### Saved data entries
--------
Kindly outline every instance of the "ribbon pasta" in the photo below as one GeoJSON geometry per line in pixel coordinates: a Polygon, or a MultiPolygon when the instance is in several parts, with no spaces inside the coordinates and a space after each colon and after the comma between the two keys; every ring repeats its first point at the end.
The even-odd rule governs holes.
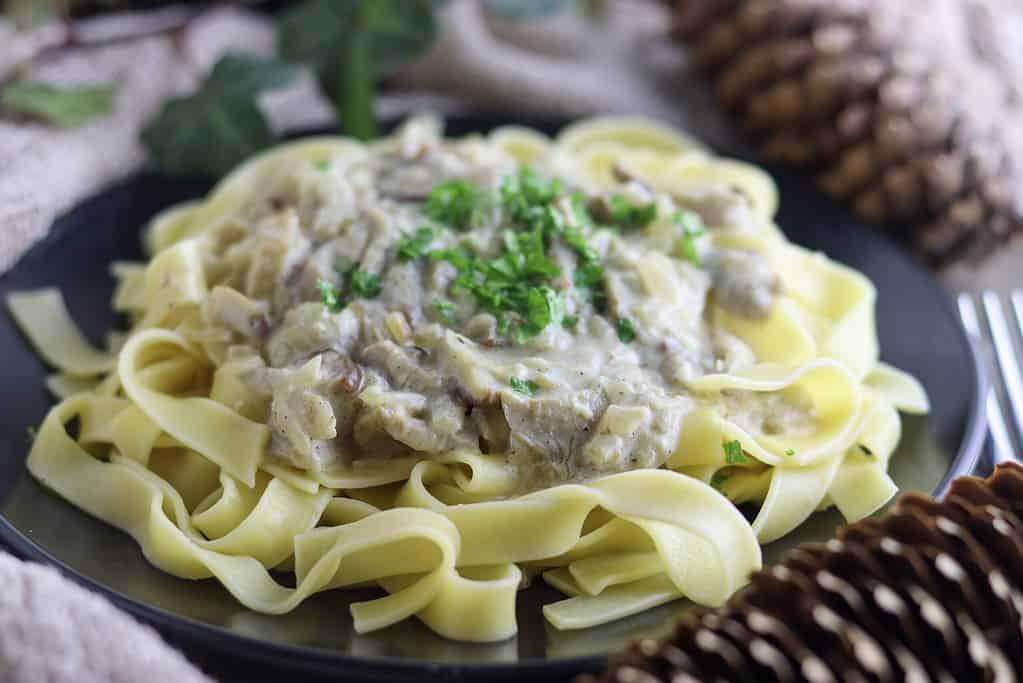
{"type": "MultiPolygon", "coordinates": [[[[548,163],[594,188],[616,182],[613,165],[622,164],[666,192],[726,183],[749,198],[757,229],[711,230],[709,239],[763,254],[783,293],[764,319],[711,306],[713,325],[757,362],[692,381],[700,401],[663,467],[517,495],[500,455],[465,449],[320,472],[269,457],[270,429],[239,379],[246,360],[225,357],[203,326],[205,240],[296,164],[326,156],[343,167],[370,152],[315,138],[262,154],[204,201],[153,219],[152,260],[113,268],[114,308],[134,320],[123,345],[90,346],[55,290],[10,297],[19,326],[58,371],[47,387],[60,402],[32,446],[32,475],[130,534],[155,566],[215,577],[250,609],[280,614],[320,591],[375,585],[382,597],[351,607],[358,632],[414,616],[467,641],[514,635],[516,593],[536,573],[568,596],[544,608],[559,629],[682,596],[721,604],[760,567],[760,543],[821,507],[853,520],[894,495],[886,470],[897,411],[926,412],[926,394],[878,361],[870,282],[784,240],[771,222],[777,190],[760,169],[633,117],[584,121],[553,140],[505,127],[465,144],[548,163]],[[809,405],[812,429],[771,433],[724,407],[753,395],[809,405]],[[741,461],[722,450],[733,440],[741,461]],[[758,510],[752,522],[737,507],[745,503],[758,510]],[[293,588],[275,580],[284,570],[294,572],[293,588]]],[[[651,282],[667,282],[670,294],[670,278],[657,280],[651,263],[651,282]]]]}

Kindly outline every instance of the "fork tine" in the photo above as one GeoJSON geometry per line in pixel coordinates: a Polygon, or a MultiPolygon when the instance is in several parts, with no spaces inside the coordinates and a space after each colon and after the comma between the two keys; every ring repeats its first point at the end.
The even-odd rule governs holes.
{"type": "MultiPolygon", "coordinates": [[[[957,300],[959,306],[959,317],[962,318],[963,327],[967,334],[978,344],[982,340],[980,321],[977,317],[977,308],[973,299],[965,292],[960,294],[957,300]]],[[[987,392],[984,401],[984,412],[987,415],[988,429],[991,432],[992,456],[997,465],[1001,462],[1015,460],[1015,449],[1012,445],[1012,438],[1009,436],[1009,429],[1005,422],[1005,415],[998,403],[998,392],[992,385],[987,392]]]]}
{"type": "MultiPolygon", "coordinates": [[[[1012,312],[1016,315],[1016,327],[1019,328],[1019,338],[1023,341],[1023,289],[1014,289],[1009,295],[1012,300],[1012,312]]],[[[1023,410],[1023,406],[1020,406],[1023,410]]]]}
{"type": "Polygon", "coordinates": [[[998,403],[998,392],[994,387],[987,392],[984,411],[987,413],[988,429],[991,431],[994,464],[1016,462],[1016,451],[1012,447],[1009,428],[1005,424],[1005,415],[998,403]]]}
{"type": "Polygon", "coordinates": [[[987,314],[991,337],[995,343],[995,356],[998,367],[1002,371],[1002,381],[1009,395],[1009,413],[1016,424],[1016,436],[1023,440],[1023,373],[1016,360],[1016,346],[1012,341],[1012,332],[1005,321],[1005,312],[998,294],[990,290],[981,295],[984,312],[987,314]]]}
--------
Reproduce all of the data exactly; the pictures do not belong in the copy.

### ANSWER
Kindly outline every instance of the "ribbon pasta" in the photo below as one GeoJSON geometry per line in pixel coordinates: a Polygon, or a MultiPolygon when the instance is in several parts, with no spaces inside the coordinates and a space after each colon and after the comma between the two keys; every ring repeats its first point at the end.
The even-odd rule governs holes.
{"type": "MultiPolygon", "coordinates": [[[[548,163],[594,188],[616,182],[613,165],[622,164],[666,192],[726,183],[749,198],[757,229],[711,230],[709,239],[763,254],[783,293],[764,319],[711,306],[713,325],[757,362],[692,381],[700,401],[663,467],[517,495],[500,455],[465,449],[320,472],[269,457],[270,429],[239,379],[246,360],[225,357],[203,326],[205,240],[296,164],[326,156],[343,167],[370,152],[315,138],[262,154],[204,201],[153,219],[152,260],[113,268],[114,308],[134,320],[123,345],[90,346],[55,290],[10,297],[19,326],[58,371],[47,387],[60,402],[32,446],[32,475],[130,534],[155,566],[215,577],[250,609],[280,614],[320,591],[375,585],[382,597],[351,607],[358,632],[414,616],[467,641],[514,635],[516,593],[536,573],[568,596],[544,608],[559,629],[682,596],[721,604],[760,567],[760,543],[821,507],[853,520],[894,495],[886,470],[897,411],[926,412],[926,394],[878,361],[870,282],[784,240],[771,222],[777,190],[760,169],[633,117],[584,121],[553,140],[505,127],[465,144],[548,163]],[[809,405],[812,429],[771,433],[724,407],[753,395],[809,405]],[[741,461],[722,450],[733,440],[741,461]],[[758,510],[752,522],[737,507],[745,503],[758,510]],[[293,588],[275,580],[284,570],[294,572],[293,588]]],[[[651,282],[667,282],[670,294],[670,278],[657,280],[651,263],[651,282]]]]}

Kindly outline every instance of the "fork tine" in the photo above as one GeoJSON geometry per line in pixel coordinates: a Polygon, or a MultiPolygon when the instance is in several parts, with no spaces inside the coordinates and a space after each colon and after the comma between the two keys; every ring repeats its first point at the end.
The even-odd rule governs holes.
{"type": "MultiPolygon", "coordinates": [[[[957,300],[959,306],[959,317],[962,318],[963,327],[967,334],[978,344],[982,340],[980,321],[977,317],[977,308],[973,299],[965,292],[960,294],[957,300]]],[[[987,392],[984,401],[984,412],[987,415],[988,429],[991,432],[992,456],[997,465],[1001,462],[1015,460],[1015,449],[1012,445],[1012,438],[1009,436],[1009,429],[1005,422],[1005,415],[998,403],[998,392],[992,385],[987,392]]]]}
{"type": "MultiPolygon", "coordinates": [[[[1012,312],[1016,315],[1016,327],[1019,328],[1019,338],[1023,341],[1023,289],[1014,289],[1009,295],[1012,300],[1012,312]]],[[[1023,410],[1023,406],[1020,406],[1023,410]]]]}
{"type": "Polygon", "coordinates": [[[998,403],[998,392],[994,387],[987,392],[984,411],[987,413],[988,429],[991,431],[994,464],[1016,462],[1016,451],[1012,447],[1009,428],[1005,424],[1005,415],[998,403]]]}
{"type": "Polygon", "coordinates": [[[987,314],[991,337],[995,343],[995,356],[998,367],[1002,371],[1002,381],[1009,395],[1009,413],[1016,424],[1016,436],[1023,440],[1023,373],[1016,360],[1016,346],[1012,341],[1012,332],[1005,321],[1005,312],[998,294],[990,290],[981,295],[984,312],[987,314]]]}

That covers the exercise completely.